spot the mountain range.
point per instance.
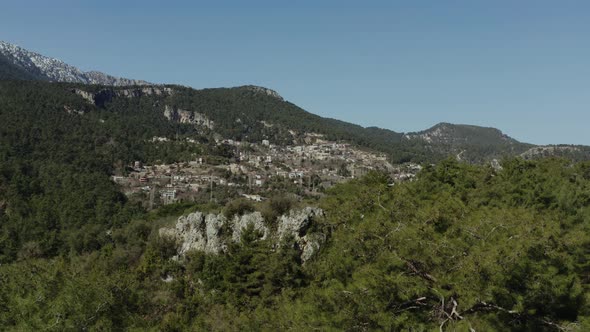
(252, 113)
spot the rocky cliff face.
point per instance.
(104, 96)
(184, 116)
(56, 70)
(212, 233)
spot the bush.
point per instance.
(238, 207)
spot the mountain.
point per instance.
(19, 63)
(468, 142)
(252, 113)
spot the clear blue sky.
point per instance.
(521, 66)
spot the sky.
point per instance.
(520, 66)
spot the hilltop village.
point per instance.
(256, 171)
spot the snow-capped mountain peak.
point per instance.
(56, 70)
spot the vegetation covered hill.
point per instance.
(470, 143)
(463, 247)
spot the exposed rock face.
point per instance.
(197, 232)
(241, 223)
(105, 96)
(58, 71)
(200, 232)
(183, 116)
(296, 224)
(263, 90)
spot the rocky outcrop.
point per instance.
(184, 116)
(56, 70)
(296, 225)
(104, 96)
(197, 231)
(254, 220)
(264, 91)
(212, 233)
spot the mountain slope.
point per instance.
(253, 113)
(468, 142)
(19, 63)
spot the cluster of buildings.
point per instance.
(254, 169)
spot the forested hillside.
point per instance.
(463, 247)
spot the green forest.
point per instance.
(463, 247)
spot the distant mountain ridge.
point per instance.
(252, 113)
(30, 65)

▬▬▬▬▬▬▬▬▬▬

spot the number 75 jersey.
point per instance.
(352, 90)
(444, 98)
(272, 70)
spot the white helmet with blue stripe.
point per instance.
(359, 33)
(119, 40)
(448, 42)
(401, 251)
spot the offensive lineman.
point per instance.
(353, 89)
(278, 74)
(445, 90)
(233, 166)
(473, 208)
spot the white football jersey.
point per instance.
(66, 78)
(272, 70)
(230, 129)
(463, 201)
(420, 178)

▬▬▬▬▬▬▬▬▬▬

Goal of the exercise | How many lines of the listing above hold the string "face"? Answer with the number alone.

Reply | 2